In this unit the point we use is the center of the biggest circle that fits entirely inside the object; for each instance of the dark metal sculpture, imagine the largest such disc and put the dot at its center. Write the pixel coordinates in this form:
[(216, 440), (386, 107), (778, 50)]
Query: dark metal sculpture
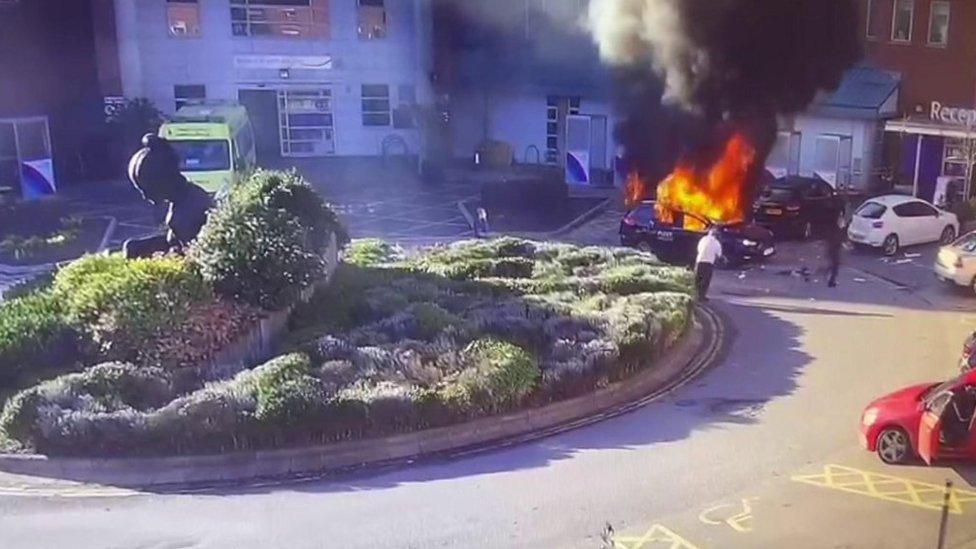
[(155, 171)]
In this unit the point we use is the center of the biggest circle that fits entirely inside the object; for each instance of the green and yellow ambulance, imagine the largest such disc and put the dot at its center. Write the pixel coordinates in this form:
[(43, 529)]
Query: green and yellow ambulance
[(215, 143)]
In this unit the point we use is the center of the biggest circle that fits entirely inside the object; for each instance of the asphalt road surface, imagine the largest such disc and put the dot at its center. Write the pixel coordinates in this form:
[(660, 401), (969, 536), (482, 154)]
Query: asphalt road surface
[(761, 451)]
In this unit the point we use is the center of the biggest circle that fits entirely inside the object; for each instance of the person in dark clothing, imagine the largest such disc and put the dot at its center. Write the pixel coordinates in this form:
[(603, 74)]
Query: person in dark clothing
[(155, 172), (835, 241), (958, 418)]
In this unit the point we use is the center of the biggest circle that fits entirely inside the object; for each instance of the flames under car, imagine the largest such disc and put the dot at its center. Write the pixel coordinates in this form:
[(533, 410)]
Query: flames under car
[(674, 237)]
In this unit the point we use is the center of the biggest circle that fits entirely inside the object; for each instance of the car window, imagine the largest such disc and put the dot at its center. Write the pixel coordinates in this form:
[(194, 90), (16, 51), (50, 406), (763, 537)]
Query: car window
[(966, 242), (939, 402), (905, 210), (924, 210), (644, 214), (871, 210), (778, 194), (814, 191)]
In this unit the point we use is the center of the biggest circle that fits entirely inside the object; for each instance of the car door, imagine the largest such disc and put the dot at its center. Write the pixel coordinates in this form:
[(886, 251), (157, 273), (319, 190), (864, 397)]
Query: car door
[(930, 222), (930, 427), (905, 224)]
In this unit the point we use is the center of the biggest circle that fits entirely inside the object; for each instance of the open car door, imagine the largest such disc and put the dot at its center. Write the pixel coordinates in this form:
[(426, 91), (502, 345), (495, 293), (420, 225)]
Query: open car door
[(929, 431)]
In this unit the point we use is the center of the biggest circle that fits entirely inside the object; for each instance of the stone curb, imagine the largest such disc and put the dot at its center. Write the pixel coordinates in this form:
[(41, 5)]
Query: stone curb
[(696, 351)]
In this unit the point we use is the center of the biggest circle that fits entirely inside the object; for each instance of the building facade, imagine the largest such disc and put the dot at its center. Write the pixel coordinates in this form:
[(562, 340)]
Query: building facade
[(49, 96), (839, 138), (932, 46), (318, 77), (524, 74)]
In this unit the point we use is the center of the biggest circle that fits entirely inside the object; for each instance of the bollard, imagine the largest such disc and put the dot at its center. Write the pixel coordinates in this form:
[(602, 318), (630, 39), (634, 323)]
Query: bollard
[(945, 514), (481, 228)]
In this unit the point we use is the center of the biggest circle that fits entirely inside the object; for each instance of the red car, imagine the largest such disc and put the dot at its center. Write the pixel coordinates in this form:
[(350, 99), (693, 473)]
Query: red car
[(909, 422)]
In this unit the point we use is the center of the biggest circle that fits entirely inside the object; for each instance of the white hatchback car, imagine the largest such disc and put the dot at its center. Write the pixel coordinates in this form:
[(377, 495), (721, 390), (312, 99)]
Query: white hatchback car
[(956, 262), (892, 221)]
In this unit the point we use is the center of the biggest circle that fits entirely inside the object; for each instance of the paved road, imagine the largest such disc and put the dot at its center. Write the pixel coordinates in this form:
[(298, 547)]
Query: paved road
[(759, 452)]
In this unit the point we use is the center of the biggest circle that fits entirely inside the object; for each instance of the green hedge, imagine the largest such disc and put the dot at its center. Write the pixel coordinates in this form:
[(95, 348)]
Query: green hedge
[(126, 305), (399, 341), (263, 244), (34, 337)]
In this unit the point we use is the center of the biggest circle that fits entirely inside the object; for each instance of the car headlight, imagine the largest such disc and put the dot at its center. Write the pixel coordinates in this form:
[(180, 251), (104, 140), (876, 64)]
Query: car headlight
[(869, 417)]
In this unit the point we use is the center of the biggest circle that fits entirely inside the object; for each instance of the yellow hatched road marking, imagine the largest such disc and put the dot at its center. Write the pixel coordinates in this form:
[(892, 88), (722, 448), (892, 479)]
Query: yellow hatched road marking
[(906, 491), (657, 536)]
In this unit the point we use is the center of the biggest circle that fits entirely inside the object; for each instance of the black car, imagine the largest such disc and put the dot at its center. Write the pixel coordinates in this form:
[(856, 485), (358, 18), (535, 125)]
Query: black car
[(670, 241), (799, 206)]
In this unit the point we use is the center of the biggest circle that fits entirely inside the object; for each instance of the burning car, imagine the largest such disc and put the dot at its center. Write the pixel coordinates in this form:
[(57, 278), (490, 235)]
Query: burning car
[(674, 238)]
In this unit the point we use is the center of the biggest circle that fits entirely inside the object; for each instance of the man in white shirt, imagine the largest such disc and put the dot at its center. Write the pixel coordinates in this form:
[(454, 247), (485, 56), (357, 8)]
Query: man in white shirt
[(709, 250)]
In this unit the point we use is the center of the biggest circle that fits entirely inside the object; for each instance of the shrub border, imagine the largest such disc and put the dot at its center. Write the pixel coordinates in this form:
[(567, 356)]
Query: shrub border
[(700, 347)]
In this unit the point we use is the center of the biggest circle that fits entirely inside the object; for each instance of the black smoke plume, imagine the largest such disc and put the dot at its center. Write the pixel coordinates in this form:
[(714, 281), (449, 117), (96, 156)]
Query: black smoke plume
[(687, 70)]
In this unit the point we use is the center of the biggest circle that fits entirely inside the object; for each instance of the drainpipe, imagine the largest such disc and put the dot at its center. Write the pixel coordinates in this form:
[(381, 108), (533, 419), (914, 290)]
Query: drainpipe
[(918, 164), (130, 58)]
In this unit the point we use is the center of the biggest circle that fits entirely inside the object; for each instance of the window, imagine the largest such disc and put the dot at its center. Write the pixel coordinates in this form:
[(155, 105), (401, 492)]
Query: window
[(376, 105), (871, 210), (875, 17), (924, 210), (903, 20), (202, 155), (183, 18), (939, 24), (307, 124), (954, 156), (281, 18), (372, 19), (185, 92)]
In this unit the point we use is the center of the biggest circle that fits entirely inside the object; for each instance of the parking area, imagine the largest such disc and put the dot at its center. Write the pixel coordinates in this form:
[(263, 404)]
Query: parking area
[(378, 199)]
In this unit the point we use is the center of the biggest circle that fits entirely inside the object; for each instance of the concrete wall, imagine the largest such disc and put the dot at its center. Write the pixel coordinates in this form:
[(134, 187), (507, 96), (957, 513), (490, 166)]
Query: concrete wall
[(517, 118), (862, 133), (153, 62)]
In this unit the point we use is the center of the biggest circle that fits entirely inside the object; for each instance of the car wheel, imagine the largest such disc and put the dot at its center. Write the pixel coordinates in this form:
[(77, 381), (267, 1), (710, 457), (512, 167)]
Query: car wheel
[(806, 231), (894, 446), (890, 246), (948, 235)]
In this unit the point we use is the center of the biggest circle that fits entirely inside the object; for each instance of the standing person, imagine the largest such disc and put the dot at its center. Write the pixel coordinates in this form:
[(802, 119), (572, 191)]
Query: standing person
[(709, 250), (835, 241), (154, 170)]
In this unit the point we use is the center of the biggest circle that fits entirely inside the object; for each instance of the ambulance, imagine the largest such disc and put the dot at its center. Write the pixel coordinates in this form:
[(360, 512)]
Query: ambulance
[(215, 143)]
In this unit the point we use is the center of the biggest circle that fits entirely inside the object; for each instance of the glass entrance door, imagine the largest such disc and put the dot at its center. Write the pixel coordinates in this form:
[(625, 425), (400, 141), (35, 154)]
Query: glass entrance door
[(306, 122)]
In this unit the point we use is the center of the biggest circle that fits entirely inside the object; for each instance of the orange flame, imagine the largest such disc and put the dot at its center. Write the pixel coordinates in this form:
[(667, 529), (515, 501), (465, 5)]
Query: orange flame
[(718, 192)]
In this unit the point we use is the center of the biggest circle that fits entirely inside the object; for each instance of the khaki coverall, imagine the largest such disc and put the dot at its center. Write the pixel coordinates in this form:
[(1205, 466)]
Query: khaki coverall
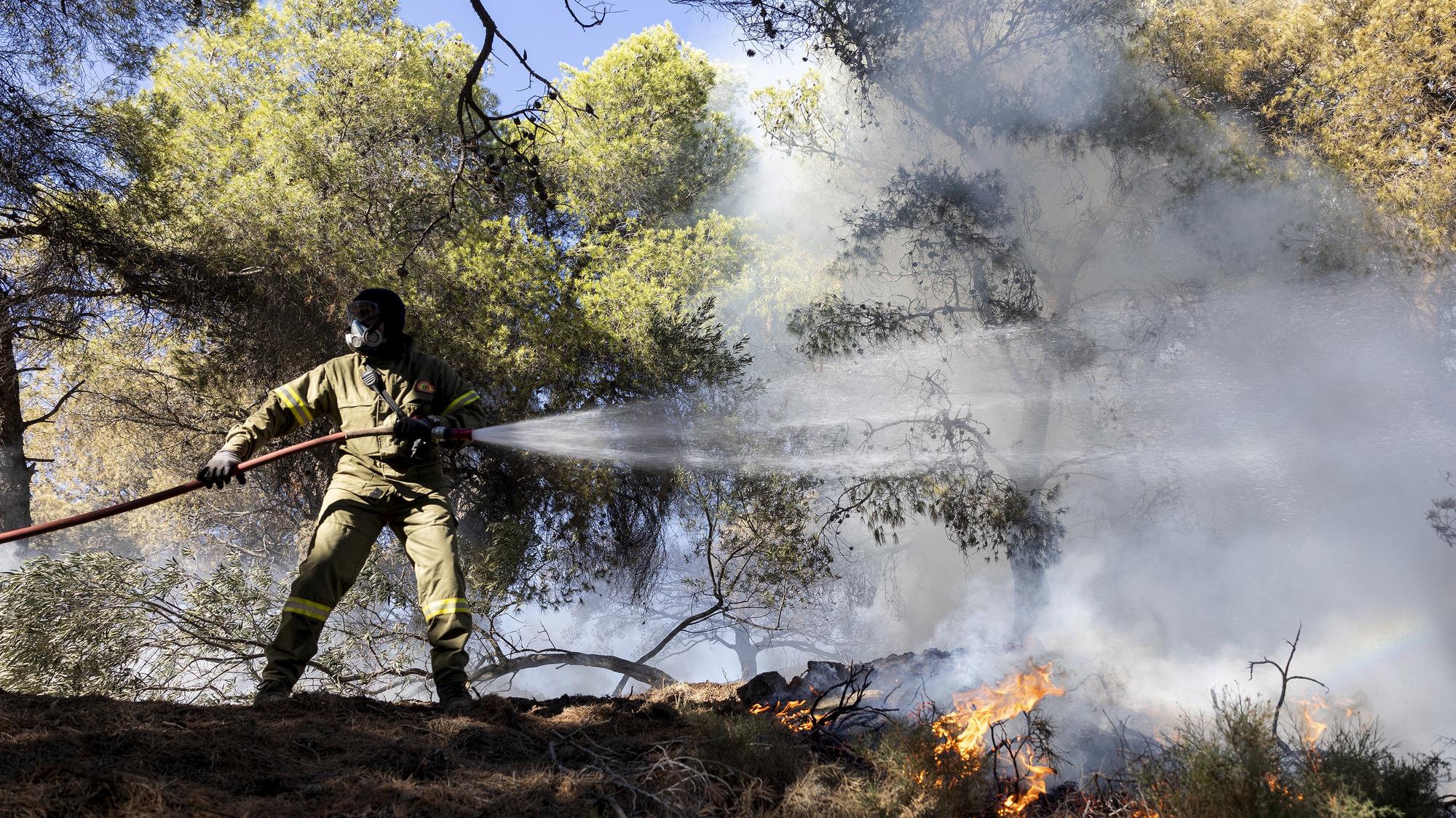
[(376, 484)]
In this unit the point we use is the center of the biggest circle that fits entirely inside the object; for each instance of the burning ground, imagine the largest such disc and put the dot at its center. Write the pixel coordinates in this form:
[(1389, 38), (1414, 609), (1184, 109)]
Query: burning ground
[(769, 747)]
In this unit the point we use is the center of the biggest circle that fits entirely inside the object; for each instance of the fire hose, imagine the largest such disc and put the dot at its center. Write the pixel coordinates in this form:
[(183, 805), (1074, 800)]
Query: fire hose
[(449, 436)]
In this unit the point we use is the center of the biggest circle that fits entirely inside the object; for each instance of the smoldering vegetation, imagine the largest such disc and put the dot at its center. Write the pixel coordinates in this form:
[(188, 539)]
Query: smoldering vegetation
[(1048, 365)]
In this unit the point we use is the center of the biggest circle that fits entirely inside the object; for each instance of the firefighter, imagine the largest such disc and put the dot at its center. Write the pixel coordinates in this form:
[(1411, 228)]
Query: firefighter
[(397, 481)]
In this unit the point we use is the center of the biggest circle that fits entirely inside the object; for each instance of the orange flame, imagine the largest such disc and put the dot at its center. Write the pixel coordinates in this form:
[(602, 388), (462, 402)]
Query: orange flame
[(1314, 728), (793, 715), (963, 731)]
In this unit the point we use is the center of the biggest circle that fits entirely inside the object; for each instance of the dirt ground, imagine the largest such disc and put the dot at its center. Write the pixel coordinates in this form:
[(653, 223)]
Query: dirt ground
[(324, 756)]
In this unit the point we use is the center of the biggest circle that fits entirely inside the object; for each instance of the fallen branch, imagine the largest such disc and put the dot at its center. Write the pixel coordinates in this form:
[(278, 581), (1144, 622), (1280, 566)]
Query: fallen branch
[(507, 666)]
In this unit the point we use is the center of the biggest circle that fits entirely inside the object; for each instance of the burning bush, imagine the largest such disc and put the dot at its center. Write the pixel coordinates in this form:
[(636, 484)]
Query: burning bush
[(1233, 765)]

• • •

Geef de regels uit het materiaal ongewijzigd weer: begin bij de regel waarin "of the yellow" staat en stop na de regel waarin "[(687, 70)]" staat.

## Als antwoord
In this unit the point we use is the center of the biggest circle that fits entirely inside the object; for each instance of the yellow hatched road marking, imagine the largest such disc and put the dot at its center. Write the pixel coordinates in this form:
[(892, 88), (722, 448), (892, 479)]
Query: yellow hatched road marking
[(906, 491), (657, 536)]
In this unit the point we use is the center of the biggest circle that fits entirely inside the object; for each instance of the black car, imagine the largest such disc and put the dot at its center. Write the pixel coordinates in this form:
[(856, 485), (358, 18), (535, 125)]
Query: black car
[(670, 241), (799, 206)]
In this unit the point we use is the center of the biggest circle that fits entirely inside the object; for each instance of the burning car, imagine the largest such disc and put the dot at its center. Write the pixel coordinates in this form:
[(57, 278), (490, 235)]
Query: burning car
[(674, 238)]
In this unit the point we use is the center of the biggest circle that fits entirely inside the object; for each instance of the man in white shirt, imagine the largest such disc and put the dot at its center. Write the pixel coordinates in this form:
[(454, 247), (485, 56), (357, 8)]
Query: man in white shirt
[(709, 250)]
In this unit the point we use is the center of the biggest circle that fits entirely inside the object; for each instance of the shrub border, imagine the largest such disc and put the dot at its center. Write the pixel coordinates in this form:
[(567, 356)]
Query: shrub border
[(700, 347)]
In this unit the point we use is the center of the biggest circle that fits entirely inside the object; for each instance of the black smoke plume, imagine the largest such disc and put the dot at its center. Write the pixel coordinates in this form:
[(714, 281), (449, 117), (96, 156)]
Query: black smoke plume
[(687, 70)]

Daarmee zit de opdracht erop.